### [Data listing]
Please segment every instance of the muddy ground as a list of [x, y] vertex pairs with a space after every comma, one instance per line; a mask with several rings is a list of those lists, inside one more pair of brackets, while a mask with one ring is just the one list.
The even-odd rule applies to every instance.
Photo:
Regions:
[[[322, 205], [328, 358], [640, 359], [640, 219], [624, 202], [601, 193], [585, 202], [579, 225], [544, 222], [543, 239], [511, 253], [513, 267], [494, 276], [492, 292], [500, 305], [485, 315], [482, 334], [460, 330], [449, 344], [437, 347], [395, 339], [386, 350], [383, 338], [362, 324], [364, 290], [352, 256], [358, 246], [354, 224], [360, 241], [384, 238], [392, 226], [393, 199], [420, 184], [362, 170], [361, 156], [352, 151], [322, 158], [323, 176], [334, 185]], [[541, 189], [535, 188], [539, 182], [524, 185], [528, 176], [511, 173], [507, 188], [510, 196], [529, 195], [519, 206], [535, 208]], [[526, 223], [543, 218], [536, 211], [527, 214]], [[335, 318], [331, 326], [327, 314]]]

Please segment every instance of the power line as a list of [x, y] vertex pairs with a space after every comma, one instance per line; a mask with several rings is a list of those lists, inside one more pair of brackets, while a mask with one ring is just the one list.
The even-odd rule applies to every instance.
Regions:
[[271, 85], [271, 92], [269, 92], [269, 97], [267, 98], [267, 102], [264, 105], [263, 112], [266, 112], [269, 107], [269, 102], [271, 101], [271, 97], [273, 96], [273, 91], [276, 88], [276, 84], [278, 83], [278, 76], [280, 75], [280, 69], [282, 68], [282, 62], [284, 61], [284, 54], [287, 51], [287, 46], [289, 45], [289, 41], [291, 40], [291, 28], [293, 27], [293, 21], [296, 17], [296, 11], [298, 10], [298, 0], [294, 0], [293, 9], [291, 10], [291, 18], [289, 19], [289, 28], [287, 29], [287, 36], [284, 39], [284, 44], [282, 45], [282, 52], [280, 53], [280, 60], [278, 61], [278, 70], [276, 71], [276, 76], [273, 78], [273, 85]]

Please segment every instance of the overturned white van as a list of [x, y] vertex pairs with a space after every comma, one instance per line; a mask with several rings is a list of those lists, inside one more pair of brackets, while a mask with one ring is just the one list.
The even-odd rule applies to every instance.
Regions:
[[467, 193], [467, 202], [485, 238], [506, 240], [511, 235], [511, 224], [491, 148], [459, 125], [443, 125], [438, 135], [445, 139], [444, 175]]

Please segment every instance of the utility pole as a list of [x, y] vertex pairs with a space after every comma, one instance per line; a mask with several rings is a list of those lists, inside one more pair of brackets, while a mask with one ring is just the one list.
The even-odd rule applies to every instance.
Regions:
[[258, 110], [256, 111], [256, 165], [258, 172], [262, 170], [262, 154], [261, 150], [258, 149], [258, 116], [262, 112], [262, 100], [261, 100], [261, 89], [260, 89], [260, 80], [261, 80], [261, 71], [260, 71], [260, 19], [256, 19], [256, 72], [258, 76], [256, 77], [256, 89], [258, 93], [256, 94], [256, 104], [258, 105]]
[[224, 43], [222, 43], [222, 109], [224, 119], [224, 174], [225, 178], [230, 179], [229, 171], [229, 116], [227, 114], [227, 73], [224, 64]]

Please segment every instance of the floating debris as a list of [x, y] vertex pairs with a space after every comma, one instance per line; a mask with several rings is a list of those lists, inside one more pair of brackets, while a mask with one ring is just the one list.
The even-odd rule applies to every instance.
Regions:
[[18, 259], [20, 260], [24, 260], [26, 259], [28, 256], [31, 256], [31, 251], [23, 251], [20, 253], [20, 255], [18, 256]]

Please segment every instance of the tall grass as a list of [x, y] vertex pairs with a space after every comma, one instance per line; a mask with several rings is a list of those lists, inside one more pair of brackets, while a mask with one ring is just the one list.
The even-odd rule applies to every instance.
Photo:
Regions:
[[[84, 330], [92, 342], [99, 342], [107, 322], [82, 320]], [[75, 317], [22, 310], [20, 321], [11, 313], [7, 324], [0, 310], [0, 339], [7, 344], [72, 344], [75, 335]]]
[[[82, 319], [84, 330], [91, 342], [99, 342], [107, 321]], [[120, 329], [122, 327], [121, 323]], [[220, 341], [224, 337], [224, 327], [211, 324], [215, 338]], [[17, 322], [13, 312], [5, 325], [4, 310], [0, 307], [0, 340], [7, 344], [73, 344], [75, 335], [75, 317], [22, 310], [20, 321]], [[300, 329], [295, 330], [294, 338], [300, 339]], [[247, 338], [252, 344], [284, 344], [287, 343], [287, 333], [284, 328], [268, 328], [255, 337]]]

### [Goal of the exercise]
What is needed is an exact, complete copy of the entries above.

### [Problem solution]
Please segment every instance of the muddy ground as a list of [x, y] vertex pairs with a space after every comma, one instance per line; a mask with several rings is a list of those lists, inside one more pair of brackets, while a mask with one ring is just the one list.
The even-odd rule applies to every instance.
Photo:
Regions:
[[[322, 205], [328, 358], [640, 359], [640, 219], [624, 202], [601, 193], [585, 202], [579, 225], [544, 222], [543, 239], [511, 253], [513, 267], [494, 276], [492, 292], [500, 305], [485, 315], [482, 334], [460, 330], [449, 344], [437, 347], [395, 339], [386, 350], [383, 338], [362, 324], [364, 290], [352, 256], [358, 246], [354, 224], [360, 241], [384, 238], [392, 226], [393, 199], [420, 184], [362, 170], [361, 156], [352, 151], [322, 158], [323, 176], [334, 185]], [[541, 189], [535, 188], [539, 182], [524, 185], [528, 176], [511, 173], [507, 188], [510, 196], [529, 195], [519, 206], [535, 208]], [[526, 223], [543, 218], [536, 211], [527, 214]], [[335, 318], [331, 326], [327, 314]]]

Please segment every instance of the power line as a list of [x, y] vertex pairs with a space after every comma, one instance per line; a mask with several rings is a list of those lists, inside one more pair of brackets, while a mask with one ring is just the one list.
The even-odd rule applies to every instance.
Regions:
[[271, 85], [271, 92], [269, 92], [269, 97], [267, 98], [267, 102], [264, 105], [263, 112], [266, 112], [269, 107], [269, 102], [271, 101], [271, 97], [273, 96], [273, 91], [276, 88], [276, 84], [278, 83], [278, 76], [280, 75], [280, 69], [282, 68], [282, 62], [284, 61], [284, 54], [287, 51], [287, 46], [289, 45], [289, 41], [291, 40], [291, 28], [293, 27], [293, 21], [296, 17], [296, 11], [298, 10], [298, 0], [294, 0], [293, 9], [291, 10], [291, 18], [289, 19], [289, 28], [287, 29], [287, 36], [284, 39], [284, 44], [282, 45], [282, 52], [280, 53], [280, 60], [278, 61], [278, 70], [276, 71], [276, 76], [273, 78], [273, 85]]

Please segment every instance of the overturned white van as a list of [x, y] vertex pairs with a space after every comma, one instance per line; a mask with several rings is a list of those lists, inside one more pair of brackets, while a mask with one ring is just the one list.
The even-odd rule applies to every instance.
Regions:
[[467, 193], [467, 202], [485, 238], [506, 240], [511, 235], [511, 224], [491, 148], [459, 125], [443, 125], [438, 135], [445, 139], [444, 175]]

Please segment every instance of the utility pole as a list of [x, y] vertex pairs with a space after every comma, one instance per line; a mask with several rings is a list of those lists, inside one more pair of brackets, while a mask with one ring is just the one list.
The even-odd rule applies to every instance.
Regions:
[[258, 110], [256, 111], [256, 165], [258, 172], [262, 170], [262, 154], [261, 150], [258, 149], [258, 116], [262, 112], [262, 100], [261, 100], [261, 89], [260, 89], [260, 80], [261, 80], [261, 71], [260, 71], [260, 19], [256, 19], [256, 72], [258, 76], [256, 77], [256, 89], [258, 93], [256, 94], [256, 104], [258, 105]]
[[224, 43], [222, 43], [222, 109], [224, 119], [224, 174], [225, 178], [230, 179], [229, 171], [229, 116], [227, 114], [227, 73], [224, 64]]

Please segment every instance of the floating debris as a list of [x, y] vertex pairs with a space after every comma, one instance per line; a mask with several rings is a list of those lists, inside one more pair of brackets, while a mask with one ring is just the one list.
The even-odd rule applies to every instance.
Regions:
[[18, 259], [20, 260], [24, 260], [26, 259], [28, 256], [31, 256], [31, 251], [23, 251], [20, 253], [20, 255], [18, 256]]

Please segment every instance of the tall grass as a list of [x, y] vertex pairs with a space after every comma, one instance per line; a mask with several rings is a list of those lists, inside one more pair of brackets, while a mask with one ring is just the one list.
The even-odd rule applies to every instance.
Photo:
Regions:
[[[84, 330], [92, 342], [99, 342], [107, 322], [82, 320]], [[75, 317], [22, 310], [20, 321], [11, 313], [7, 324], [0, 310], [0, 339], [7, 344], [72, 344], [75, 335]]]
[[[82, 319], [84, 330], [91, 342], [99, 342], [107, 321]], [[120, 329], [122, 327], [121, 323]], [[220, 341], [224, 337], [224, 327], [211, 324], [215, 338]], [[17, 322], [13, 312], [5, 325], [4, 310], [0, 307], [0, 340], [7, 344], [73, 344], [75, 335], [75, 317], [22, 310], [20, 321]], [[300, 329], [295, 330], [294, 338], [300, 339]], [[247, 338], [252, 344], [284, 344], [287, 343], [287, 333], [284, 328], [268, 328], [255, 337]]]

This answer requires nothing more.